Dataset excerpt
=-=-=

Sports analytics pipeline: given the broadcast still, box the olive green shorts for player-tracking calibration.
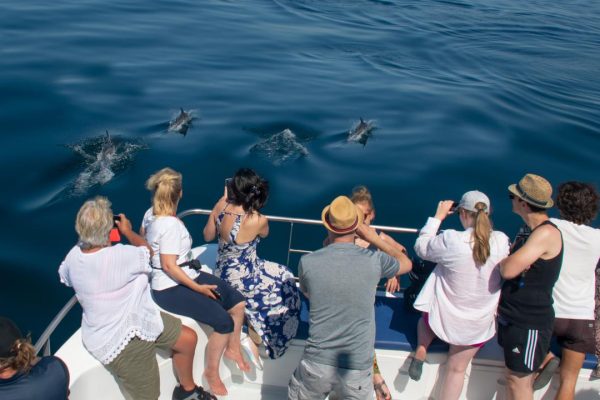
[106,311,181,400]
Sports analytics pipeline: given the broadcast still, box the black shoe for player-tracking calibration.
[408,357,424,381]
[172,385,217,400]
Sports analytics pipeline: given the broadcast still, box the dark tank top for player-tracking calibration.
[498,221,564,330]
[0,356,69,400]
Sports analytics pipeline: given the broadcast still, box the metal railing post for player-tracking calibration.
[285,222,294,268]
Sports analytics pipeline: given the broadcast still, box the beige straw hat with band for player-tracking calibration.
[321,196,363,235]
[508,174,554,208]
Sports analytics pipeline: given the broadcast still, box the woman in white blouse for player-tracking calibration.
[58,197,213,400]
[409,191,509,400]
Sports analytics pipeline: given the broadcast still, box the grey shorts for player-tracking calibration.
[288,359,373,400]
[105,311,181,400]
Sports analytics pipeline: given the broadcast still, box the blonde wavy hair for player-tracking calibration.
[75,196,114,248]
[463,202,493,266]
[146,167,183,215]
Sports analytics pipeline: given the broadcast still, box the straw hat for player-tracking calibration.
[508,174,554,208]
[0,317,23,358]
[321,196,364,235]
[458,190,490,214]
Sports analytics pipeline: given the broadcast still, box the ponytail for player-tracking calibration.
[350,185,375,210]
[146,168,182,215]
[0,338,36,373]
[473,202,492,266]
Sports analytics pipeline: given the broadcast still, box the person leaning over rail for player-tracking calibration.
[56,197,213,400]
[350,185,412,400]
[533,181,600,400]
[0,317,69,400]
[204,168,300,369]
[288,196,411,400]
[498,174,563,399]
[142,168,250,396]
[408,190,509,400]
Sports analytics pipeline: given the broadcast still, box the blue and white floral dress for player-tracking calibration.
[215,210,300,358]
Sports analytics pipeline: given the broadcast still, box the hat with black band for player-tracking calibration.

=-=-=

### REQUIREMENTS:
Could you rewrite the material above with "broadcast still" changed to "video frame" throughout, keeping everything else the same and leaving out the pictures?

### RESULT BELOW:
Sports analytics pipeline: given the video frame, box the olive green shorts for player-tracking calibration.
[106,311,181,400]
Sports analytics pipeline: given the video frame, box the black shoe for player-tracking calibration.
[408,357,424,381]
[172,385,217,400]
Sports analytics pipeline: given the video frame, box the dark tank top for player-tracking calibration.
[498,221,564,330]
[0,356,69,400]
Sports analytics pipeline: given the video frame, box the metal railing post for player-tracking calibration.
[285,222,294,268]
Sports analytics pipeline: given the video frame, box the beige straw hat with band for player-tracking calibration.
[321,196,363,235]
[508,174,554,208]
Sports analytics pipeline: given the video frame, box the woman in white blouse for player-tracking calibration.
[58,197,213,400]
[409,191,509,400]
Sports analytics pipeline: given the video frame, box the grey shorts for player-tracking calibration.
[288,359,373,400]
[105,311,181,400]
Sports analytics pipeline: given the video frame, box the blonde wavy hair for player-tracking calibration.
[75,196,114,248]
[463,202,493,266]
[146,167,183,215]
Sports analytics pipeline: given the video frame, box the straw hat for player-tracking calibration.
[508,174,554,208]
[0,317,23,358]
[321,196,364,235]
[458,190,490,214]
Sports analytics pipeline: given the video frame, box the ponytail for player-tracking calibration.
[350,185,375,210]
[146,168,182,215]
[0,338,36,373]
[473,202,492,266]
Sports analytics pipeline: given the video frame, box the person leaning over rail for player-tracking calibration.
[56,197,213,400]
[350,185,412,400]
[533,181,600,400]
[0,317,69,400]
[204,168,300,369]
[288,196,411,400]
[498,174,563,399]
[142,168,250,396]
[408,190,509,400]
Sports analytics pipeline: given the video frame, box the blue and white floral dress for player-tracking calibration.
[215,210,300,358]
Sports analytics pipeline: given the video frame, box the hat with black band for player-tracking calibration.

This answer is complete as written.